_Stated goal 1:_ Extract the portion of the records that runs from their start through the line containing "xmin=266 ymin=137 xmax=296 ymax=196", including both ends, and reproduce those lines word for word without the pictures.
[start Excerpted passage]
Yes, the log-likelihood ratio (-2 log lambda) follows a chi-squared
distribution with 1 degree of freedom in the 2x2 table case.
A   ~A
B
~B

We're testing to see if p(A | B) = p(A | ~B). That's the null hypothesis. I
compute the LLR. The larger that is, the more unlikely the null hypothesis
is to be true.
I can then look at a table with df=1. And I'd get p, the probability of
seeing that result or something worse (the upper tail).
So, the probability of them being similar is 1 - p (which is exactly the
CDF for that value of X).

Now, my question is: in the contingency table case, why would I normalize?
It's a ratio already, isn't it?

On Thu, Jun 20, 2013 at 11:03 AM, Sean Owen <srowen@gmail.com> wrote:

> someone can check my facts here, but the log-likelihood ratio follows
> a chi-square distribution. You can figure an actual probability from
> that in the usual way, from its CDF. You would need to tweak the code
> you see in the project to compute an actual LLR by normalizing the
> input.
[end Excerpted passage]
[start Information provided]
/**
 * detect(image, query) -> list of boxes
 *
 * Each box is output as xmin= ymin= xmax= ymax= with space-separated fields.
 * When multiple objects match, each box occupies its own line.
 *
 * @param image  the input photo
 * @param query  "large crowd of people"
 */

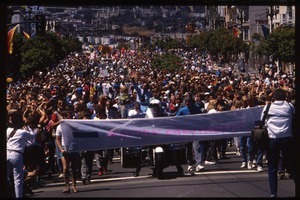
xmin=6 ymin=49 xmax=295 ymax=197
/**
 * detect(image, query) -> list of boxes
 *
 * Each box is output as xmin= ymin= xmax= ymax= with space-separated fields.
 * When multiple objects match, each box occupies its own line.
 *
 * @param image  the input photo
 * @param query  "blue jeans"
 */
xmin=240 ymin=136 xmax=253 ymax=162
xmin=252 ymin=138 xmax=266 ymax=167
xmin=193 ymin=141 xmax=206 ymax=166
xmin=6 ymin=151 xmax=24 ymax=198
xmin=266 ymin=137 xmax=296 ymax=196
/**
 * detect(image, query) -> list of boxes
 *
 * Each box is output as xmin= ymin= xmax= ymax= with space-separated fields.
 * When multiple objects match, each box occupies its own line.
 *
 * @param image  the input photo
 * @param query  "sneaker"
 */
xmin=205 ymin=160 xmax=216 ymax=165
xmin=188 ymin=165 xmax=194 ymax=171
xmin=241 ymin=162 xmax=246 ymax=168
xmin=247 ymin=161 xmax=252 ymax=169
xmin=196 ymin=165 xmax=204 ymax=172
xmin=257 ymin=165 xmax=264 ymax=172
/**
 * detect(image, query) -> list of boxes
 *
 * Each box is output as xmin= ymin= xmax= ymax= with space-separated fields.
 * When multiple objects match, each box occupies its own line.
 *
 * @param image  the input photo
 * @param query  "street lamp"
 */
xmin=266 ymin=6 xmax=278 ymax=32
xmin=236 ymin=10 xmax=247 ymax=39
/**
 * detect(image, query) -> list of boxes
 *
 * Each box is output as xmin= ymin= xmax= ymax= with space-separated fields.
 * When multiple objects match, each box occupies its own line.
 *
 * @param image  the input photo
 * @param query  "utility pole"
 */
xmin=266 ymin=6 xmax=278 ymax=33
xmin=236 ymin=10 xmax=246 ymax=40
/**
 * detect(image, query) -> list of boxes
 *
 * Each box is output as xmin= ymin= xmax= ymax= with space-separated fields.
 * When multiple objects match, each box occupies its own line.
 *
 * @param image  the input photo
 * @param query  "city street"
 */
xmin=27 ymin=147 xmax=295 ymax=198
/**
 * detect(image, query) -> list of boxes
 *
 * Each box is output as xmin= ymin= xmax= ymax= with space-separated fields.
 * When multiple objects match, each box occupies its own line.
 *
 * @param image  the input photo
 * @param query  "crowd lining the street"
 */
xmin=7 ymin=49 xmax=295 ymax=198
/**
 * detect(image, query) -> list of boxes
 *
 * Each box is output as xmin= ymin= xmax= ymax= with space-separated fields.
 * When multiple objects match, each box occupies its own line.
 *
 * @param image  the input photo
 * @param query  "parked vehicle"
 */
xmin=121 ymin=143 xmax=186 ymax=179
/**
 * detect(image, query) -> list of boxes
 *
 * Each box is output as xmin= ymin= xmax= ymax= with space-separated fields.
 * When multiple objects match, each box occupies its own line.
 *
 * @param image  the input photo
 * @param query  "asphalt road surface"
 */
xmin=26 ymin=147 xmax=295 ymax=198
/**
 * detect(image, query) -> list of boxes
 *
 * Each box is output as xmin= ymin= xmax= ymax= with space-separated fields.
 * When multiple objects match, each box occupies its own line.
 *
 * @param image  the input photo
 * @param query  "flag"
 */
xmin=7 ymin=24 xmax=19 ymax=54
xmin=232 ymin=27 xmax=241 ymax=37
xmin=23 ymin=31 xmax=30 ymax=40
xmin=261 ymin=24 xmax=270 ymax=39
xmin=60 ymin=106 xmax=263 ymax=152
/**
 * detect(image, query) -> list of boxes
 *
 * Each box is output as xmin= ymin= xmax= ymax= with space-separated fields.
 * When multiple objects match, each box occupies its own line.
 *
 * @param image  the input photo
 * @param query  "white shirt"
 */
xmin=260 ymin=101 xmax=295 ymax=138
xmin=6 ymin=128 xmax=35 ymax=153
xmin=55 ymin=124 xmax=65 ymax=146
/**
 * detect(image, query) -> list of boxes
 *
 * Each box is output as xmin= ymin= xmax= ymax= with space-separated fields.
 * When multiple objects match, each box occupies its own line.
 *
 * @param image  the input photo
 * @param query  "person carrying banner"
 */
xmin=6 ymin=111 xmax=36 ymax=198
xmin=176 ymin=95 xmax=205 ymax=172
xmin=55 ymin=111 xmax=80 ymax=193
xmin=261 ymin=88 xmax=296 ymax=198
[end Information provided]
_Stated goal 2:_ According to the log-likelihood thread, what distribution does the log-likelihood ratio follow in the 2x2 table case?

_Correct answer 1:_
/**
 * detect(image, query) -> list of boxes
 *
 * Each box is output as xmin= ymin= xmax= ymax= with space-separated fields.
 * When multiple objects match, each box occupies its own line.
 *
 * @param image  the input photo
 * @param query  "large crowd of people"
 */

xmin=6 ymin=49 xmax=295 ymax=197
/**
 * detect(image, query) -> list of boxes
 *
 * Each box is output as xmin= ymin= xmax= ymax= with space-separated fields.
 * When multiple objects match, each box occupies its own line.
 *
 * @param image  the input photo
 * @param query  "blue jeans"
 */
xmin=240 ymin=136 xmax=253 ymax=162
xmin=252 ymin=138 xmax=266 ymax=167
xmin=193 ymin=141 xmax=206 ymax=166
xmin=6 ymin=151 xmax=24 ymax=198
xmin=266 ymin=137 xmax=296 ymax=196

_Correct answer 2:_ A chi-squared distribution with 1 degree of freedom.